Reproduce each of the following entries verbatim, character for character, and omit the images from your output.

## Provided records
_ _ _ _

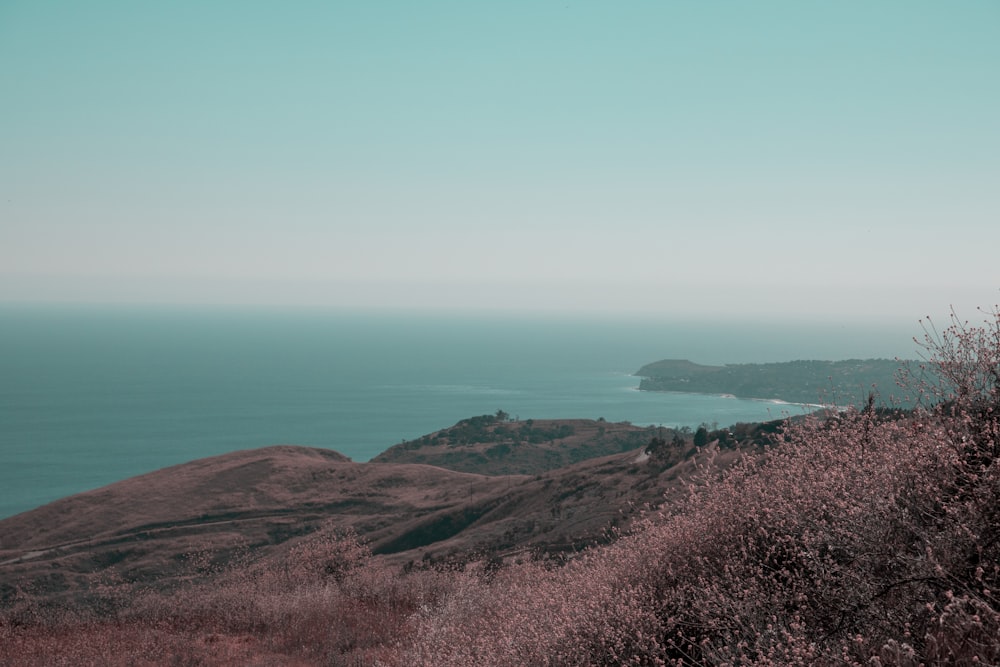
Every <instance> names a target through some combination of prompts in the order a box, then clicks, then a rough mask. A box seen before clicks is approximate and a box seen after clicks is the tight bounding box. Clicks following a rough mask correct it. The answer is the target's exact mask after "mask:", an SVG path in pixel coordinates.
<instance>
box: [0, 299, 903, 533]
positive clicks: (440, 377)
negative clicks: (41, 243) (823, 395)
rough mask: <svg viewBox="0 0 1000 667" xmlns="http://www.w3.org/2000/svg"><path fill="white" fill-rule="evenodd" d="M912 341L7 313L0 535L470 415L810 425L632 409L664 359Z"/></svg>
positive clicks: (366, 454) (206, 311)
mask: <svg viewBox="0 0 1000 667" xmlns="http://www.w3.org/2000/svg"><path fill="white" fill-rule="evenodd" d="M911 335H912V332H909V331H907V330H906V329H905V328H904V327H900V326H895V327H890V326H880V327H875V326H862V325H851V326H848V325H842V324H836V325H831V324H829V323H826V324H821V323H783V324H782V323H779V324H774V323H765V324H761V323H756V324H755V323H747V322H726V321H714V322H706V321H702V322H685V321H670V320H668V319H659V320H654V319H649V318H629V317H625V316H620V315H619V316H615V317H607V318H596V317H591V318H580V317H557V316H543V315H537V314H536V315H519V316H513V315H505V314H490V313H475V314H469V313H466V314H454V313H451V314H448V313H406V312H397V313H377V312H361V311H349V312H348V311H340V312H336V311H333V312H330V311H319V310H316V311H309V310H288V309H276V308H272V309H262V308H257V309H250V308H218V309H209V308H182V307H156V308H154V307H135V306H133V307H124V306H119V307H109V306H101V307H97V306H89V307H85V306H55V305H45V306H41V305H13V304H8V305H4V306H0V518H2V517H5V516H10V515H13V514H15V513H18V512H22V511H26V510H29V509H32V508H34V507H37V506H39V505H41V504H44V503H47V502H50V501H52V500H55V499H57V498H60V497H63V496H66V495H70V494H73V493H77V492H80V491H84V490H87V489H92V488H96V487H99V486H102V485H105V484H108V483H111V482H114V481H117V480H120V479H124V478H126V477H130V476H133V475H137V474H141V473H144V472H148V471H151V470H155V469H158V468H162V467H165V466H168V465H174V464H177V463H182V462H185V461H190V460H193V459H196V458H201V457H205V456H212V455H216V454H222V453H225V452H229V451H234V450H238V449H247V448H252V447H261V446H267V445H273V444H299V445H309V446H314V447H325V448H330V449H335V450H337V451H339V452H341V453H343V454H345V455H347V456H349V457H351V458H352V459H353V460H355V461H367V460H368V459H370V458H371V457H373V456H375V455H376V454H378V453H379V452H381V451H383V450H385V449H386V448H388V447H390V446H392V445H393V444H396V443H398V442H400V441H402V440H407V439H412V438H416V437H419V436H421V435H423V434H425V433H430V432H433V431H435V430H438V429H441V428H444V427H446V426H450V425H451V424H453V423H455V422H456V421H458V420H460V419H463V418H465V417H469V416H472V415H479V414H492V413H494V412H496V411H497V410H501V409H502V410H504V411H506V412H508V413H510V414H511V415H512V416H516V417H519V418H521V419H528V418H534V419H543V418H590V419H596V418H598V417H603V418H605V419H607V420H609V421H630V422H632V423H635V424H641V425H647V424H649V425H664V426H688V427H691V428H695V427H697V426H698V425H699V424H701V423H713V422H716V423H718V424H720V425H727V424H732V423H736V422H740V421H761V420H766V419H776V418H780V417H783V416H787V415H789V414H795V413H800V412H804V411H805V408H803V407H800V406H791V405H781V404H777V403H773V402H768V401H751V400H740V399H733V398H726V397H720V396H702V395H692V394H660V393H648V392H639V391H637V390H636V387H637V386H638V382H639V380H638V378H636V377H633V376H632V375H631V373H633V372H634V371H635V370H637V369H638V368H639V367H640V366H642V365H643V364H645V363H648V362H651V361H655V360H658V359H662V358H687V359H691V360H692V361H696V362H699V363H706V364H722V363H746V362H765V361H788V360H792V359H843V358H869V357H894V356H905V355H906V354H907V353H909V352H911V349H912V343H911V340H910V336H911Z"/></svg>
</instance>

_ _ _ _

## The answer
Every <instance> names a target through some combination of prompts in the order a box, then clicks, then a rough mask. A box seen before clicks is approximate and a box seen after clicks is the tight bounding box. Clicks following a rough mask correct it. The answer is the target's exact mask after "mask:", an SVG path in pixel coordinates.
<instance>
box: [0, 299, 903, 533]
positive clicks: (440, 377)
negative clicks: (41, 243) (823, 395)
rough mask: <svg viewBox="0 0 1000 667" xmlns="http://www.w3.org/2000/svg"><path fill="white" fill-rule="evenodd" d="M912 341L7 313L0 535L470 415L810 425L632 409L664 359Z"/></svg>
positive clicks: (366, 454) (206, 311)
mask: <svg viewBox="0 0 1000 667" xmlns="http://www.w3.org/2000/svg"><path fill="white" fill-rule="evenodd" d="M911 335H912V332H909V331H907V330H906V329H905V328H904V327H900V326H895V327H890V326H880V327H875V326H862V325H851V326H848V325H842V324H836V325H831V324H829V323H826V324H821V323H783V324H782V323H779V324H774V323H765V324H761V323H756V324H755V323H747V322H726V321H714V322H706V321H702V322H685V321H670V320H668V319H659V320H654V319H649V318H629V317H625V316H620V315H619V316H615V317H607V318H596V317H591V318H580V317H557V316H543V315H537V314H536V315H519V316H513V315H505V314H490V313H475V314H469V313H466V314H454V313H451V314H448V313H406V312H397V313H377V312H361V311H349V312H348V311H340V312H336V311H333V312H330V311H319V310H316V311H309V310H288V309H276V308H272V309H262V308H257V309H250V308H218V309H209V308H182V307H156V308H154V307H135V306H133V307H124V306H119V307H109V306H101V307H97V306H89V307H85V306H55V305H45V306H41V305H13V304H8V305H4V306H0V518H2V517H5V516H10V515H13V514H15V513H18V512H22V511H26V510H29V509H32V508H34V507H37V506H39V505H41V504H44V503H47V502H50V501H52V500H55V499H57V498H60V497H63V496H66V495H70V494H73V493H77V492H80V491H84V490H87V489H92V488H96V487H99V486H102V485H105V484H108V483H111V482H114V481H117V480H120V479H124V478H126V477H130V476H133V475H137V474H141V473H144V472H148V471H151V470H155V469H158V468H162V467H165V466H168V465H174V464H177V463H182V462H185V461H190V460H193V459H196V458H201V457H205V456H212V455H216V454H222V453H225V452H229V451H234V450H238V449H247V448H252V447H261V446H267V445H273V444H299V445H309V446H314V447H325V448H330V449H335V450H337V451H339V452H341V453H343V454H345V455H347V456H349V457H351V458H352V459H353V460H355V461H367V460H368V459H370V458H371V457H373V456H375V455H376V454H378V453H379V452H381V451H383V450H385V449H386V448H388V447H390V446H392V445H393V444H396V443H398V442H400V441H402V440H407V439H412V438H416V437H419V436H421V435H423V434H425V433H430V432H433V431H435V430H438V429H441V428H444V427H446V426H450V425H451V424H453V423H455V422H456V421H458V420H460V419H463V418H465V417H469V416H472V415H479V414H492V413H494V412H496V411H497V410H501V409H502V410H504V411H506V412H508V413H510V414H511V415H512V416H516V417H519V418H521V419H528V418H534V419H543V418H590V419H596V418H598V417H603V418H605V419H607V420H609V421H630V422H632V423H635V424H641V425H647V424H649V425H664V426H688V427H691V428H695V427H697V426H698V425H699V424H701V423H713V422H716V423H718V424H720V425H727V424H732V423H736V422H740V421H761V420H766V419H776V418H780V417H783V416H787V415H789V414H795V413H800V412H804V411H805V408H803V407H800V406H791V405H781V404H777V403H773V402H768V401H751V400H740V399H733V398H726V397H720V396H702V395H692V394H660V393H648V392H639V391H637V390H636V387H637V386H638V382H639V380H638V378H636V377H633V376H632V375H631V373H633V372H634V371H635V370H637V369H638V368H639V367H640V366H642V365H643V364H645V363H648V362H651V361H655V360H658V359H662V358H687V359H691V360H692V361H696V362H699V363H706V364H722V363H746V362H765V361H788V360H792V359H843V358H869V357H894V356H905V355H906V354H907V353H909V352H911V349H912V343H911V340H910V336H911Z"/></svg>
</instance>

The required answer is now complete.